▸ EXERCISE REQUIREMENTS: In the records, from the line containing "Task: a point for each instance of the bare" through the end of the records, inclusive, rename "Target" to "Object". Reproduce only those lines, with everything else unchanged.

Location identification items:
┌──

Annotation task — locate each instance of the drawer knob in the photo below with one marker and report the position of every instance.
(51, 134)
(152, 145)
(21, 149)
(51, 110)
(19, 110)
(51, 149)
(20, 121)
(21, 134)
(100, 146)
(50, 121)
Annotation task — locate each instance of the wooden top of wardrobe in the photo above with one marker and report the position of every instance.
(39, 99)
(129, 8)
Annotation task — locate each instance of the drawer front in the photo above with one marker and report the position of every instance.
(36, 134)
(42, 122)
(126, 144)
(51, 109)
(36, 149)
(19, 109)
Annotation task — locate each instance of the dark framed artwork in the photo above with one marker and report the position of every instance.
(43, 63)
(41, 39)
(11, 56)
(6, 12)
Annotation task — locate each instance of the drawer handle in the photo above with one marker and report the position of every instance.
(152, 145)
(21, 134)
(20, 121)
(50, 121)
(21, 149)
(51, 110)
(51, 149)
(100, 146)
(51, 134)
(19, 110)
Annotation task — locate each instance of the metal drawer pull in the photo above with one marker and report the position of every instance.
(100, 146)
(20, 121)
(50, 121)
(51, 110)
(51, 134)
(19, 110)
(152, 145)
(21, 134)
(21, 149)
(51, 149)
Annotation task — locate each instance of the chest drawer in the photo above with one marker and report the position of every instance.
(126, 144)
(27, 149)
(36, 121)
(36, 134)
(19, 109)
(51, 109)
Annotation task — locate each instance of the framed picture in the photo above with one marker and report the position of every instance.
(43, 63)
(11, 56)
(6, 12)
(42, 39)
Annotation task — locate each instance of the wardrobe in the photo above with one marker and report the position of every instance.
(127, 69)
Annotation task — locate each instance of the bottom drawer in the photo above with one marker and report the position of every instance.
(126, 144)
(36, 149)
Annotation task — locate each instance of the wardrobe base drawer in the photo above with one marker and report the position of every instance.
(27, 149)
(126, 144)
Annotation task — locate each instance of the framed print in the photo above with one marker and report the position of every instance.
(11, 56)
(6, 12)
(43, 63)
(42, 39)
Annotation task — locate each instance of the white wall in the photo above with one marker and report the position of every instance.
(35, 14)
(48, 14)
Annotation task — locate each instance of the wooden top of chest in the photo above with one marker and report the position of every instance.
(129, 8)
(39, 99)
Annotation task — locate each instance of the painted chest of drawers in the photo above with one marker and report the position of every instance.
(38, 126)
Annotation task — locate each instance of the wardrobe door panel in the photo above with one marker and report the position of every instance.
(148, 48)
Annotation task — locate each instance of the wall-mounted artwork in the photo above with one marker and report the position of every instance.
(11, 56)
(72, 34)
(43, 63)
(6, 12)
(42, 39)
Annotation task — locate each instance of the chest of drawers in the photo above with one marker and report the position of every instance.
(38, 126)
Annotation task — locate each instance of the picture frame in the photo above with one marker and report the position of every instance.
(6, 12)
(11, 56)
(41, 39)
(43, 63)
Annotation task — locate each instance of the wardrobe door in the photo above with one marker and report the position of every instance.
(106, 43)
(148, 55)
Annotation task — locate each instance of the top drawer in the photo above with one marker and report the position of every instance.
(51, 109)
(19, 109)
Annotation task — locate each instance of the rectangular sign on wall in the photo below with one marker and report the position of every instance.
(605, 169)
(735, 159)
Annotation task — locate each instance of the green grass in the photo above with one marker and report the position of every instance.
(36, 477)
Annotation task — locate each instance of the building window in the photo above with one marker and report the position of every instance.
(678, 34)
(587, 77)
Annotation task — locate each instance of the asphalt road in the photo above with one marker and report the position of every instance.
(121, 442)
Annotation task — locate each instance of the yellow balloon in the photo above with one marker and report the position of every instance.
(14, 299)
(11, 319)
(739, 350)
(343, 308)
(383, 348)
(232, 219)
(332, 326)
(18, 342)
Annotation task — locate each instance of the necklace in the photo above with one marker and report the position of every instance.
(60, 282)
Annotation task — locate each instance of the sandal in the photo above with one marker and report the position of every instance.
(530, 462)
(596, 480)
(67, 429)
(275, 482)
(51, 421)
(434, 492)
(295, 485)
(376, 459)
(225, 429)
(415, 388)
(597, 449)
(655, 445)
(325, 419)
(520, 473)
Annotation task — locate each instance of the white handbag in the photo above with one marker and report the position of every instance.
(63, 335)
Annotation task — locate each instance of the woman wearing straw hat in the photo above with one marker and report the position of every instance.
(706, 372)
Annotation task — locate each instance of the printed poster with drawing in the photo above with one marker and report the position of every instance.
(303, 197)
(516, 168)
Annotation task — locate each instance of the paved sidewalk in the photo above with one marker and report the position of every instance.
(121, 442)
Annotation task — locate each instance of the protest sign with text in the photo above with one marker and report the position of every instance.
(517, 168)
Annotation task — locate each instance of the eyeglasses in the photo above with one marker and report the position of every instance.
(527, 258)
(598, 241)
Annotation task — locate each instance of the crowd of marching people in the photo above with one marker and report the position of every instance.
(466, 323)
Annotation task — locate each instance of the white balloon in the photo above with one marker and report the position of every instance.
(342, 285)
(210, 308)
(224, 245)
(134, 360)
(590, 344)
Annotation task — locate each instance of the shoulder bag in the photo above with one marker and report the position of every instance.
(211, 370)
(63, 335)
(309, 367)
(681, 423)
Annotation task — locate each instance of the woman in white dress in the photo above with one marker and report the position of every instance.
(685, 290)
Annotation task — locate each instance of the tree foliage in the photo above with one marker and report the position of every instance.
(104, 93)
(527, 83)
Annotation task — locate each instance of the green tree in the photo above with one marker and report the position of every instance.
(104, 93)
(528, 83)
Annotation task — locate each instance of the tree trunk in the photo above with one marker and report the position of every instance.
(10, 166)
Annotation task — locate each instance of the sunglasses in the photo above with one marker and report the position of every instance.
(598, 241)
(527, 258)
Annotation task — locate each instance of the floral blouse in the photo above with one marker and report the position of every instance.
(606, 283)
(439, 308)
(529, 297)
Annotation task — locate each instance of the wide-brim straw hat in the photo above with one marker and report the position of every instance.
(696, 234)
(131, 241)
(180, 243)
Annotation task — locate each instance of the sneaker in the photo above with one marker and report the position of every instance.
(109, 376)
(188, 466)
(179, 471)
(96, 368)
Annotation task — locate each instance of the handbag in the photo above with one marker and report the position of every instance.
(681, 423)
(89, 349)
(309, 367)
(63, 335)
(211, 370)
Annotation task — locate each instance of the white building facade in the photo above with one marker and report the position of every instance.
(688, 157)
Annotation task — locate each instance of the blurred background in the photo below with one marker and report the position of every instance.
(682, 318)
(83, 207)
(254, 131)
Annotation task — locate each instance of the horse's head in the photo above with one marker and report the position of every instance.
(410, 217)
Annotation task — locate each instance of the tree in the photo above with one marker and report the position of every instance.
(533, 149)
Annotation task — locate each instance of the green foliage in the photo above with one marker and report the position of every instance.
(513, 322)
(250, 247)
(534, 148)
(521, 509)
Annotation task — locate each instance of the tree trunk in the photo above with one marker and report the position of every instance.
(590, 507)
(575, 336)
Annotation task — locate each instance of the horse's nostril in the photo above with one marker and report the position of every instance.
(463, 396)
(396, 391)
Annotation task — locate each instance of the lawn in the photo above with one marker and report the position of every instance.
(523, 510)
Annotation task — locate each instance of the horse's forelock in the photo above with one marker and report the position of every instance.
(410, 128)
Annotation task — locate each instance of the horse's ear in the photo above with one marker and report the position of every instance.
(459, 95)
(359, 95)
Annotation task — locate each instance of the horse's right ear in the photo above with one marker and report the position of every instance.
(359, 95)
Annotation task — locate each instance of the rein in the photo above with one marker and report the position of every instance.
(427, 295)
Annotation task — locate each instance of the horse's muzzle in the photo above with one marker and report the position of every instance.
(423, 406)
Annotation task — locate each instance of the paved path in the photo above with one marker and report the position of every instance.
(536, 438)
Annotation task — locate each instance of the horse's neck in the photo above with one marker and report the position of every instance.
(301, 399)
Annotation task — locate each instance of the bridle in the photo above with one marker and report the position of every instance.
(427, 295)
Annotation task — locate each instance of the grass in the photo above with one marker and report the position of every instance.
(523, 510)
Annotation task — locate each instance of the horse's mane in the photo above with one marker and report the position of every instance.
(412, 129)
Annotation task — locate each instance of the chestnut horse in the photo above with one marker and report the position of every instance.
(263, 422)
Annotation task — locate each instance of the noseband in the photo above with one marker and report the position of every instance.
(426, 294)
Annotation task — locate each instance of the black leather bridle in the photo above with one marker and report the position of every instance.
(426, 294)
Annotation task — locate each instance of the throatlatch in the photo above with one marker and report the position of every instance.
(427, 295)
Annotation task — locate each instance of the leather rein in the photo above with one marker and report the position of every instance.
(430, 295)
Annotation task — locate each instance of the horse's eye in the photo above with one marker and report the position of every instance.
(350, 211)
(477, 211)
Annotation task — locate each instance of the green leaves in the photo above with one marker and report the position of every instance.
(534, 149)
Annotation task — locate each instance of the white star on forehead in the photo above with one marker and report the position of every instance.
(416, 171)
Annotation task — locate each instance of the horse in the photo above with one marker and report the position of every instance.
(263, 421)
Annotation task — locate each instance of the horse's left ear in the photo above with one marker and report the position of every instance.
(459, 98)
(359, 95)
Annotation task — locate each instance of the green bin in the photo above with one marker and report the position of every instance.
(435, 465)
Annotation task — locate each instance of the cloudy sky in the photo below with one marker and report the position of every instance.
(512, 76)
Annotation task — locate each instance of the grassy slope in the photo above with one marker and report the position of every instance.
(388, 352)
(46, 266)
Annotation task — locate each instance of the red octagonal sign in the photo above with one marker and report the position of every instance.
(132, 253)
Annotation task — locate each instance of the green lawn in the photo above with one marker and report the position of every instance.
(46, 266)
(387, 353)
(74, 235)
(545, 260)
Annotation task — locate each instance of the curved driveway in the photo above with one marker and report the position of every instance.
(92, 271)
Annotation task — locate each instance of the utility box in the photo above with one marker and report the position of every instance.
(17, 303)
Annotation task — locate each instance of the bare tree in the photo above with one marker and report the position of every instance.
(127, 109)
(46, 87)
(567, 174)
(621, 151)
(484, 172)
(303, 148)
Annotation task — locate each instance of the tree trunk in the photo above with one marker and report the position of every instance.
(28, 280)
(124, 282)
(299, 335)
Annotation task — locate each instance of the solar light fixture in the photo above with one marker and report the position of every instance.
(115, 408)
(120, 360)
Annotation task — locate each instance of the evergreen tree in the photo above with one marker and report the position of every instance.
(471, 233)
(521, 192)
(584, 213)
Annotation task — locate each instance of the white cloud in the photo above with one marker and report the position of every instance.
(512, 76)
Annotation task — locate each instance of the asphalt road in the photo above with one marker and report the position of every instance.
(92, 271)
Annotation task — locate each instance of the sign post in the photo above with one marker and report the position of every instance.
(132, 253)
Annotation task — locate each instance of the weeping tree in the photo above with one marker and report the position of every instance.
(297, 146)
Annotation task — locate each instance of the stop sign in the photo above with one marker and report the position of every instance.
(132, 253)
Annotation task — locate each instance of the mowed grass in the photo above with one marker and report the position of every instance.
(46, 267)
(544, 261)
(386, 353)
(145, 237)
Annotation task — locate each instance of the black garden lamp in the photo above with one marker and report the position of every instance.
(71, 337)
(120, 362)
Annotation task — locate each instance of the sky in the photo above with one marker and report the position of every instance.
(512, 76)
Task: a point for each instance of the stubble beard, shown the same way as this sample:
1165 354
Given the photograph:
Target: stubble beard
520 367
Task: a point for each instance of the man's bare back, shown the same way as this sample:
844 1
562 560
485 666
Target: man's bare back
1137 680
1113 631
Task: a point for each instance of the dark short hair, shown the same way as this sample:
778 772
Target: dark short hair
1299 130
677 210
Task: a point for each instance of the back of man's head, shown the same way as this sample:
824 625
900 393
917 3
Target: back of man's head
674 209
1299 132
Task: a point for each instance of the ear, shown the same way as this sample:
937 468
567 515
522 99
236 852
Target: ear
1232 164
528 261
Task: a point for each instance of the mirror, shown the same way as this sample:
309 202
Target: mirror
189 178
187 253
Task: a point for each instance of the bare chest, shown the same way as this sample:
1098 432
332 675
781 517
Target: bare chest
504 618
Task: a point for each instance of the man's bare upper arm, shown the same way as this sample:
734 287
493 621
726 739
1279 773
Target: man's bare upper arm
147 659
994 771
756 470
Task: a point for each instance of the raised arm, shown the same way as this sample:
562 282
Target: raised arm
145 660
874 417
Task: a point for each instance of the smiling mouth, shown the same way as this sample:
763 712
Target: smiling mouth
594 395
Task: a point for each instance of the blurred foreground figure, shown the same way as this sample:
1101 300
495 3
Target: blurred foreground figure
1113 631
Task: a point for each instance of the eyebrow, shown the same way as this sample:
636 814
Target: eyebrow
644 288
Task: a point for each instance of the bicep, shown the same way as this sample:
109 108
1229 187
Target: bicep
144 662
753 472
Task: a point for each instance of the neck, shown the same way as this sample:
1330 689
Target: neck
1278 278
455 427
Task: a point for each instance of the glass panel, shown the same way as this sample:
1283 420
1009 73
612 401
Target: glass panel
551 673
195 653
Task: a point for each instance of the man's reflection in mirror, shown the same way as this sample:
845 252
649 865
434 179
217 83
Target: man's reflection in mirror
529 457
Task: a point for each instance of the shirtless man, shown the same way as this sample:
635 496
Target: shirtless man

└──

▸ FULL RESPONSE:
Task: a point for each instance of the bare chest, shown the same way as this sample:
1098 432
332 675
781 517
Object: bare chest
504 618
Task: a point for each instance of the man's bare upper arm, shown the same way as this sample:
734 287
493 621
726 739
1279 773
Object: man's bare upper arm
147 659
994 771
756 470
Task: a point for each instance of the raised arm, shown the same way as this sample:
562 282
Object: raised arm
145 660
874 417
Task: a point for each instance of the smiling mouth, shown the same way as this sample:
763 712
Object: smiling mouth
594 395
Task: a point for each instance of the blurred foreground figure, shown the same way as this sample:
1101 300
495 3
Object: blurred foreground figure
1113 631
Task: a point for each instance of the eyebrow, shown the same way as this sample:
636 814
Object: eyebrow
644 288
Task: a point for each instance of the bicep, shown the same way as this sample:
109 108
1229 187
Object: bicep
144 662
753 472
Task: a point for each instance of the neck, shown the same way as this sample:
1330 689
Object: neck
1278 278
455 427
Task: a point for each instance of the glass panel, shown the same way as this sample:
1283 420
1009 73
612 401
Object: glass panel
551 673
195 653
Task: a point for each instance of the man's reflection in mirror, shown the same way as this sample:
845 252
649 865
434 179
217 83
Object: man's reflection in mirror
529 457
Task: a point for each instance of the shirtless man, shown the same way as this sample:
635 496
Object: shirtless man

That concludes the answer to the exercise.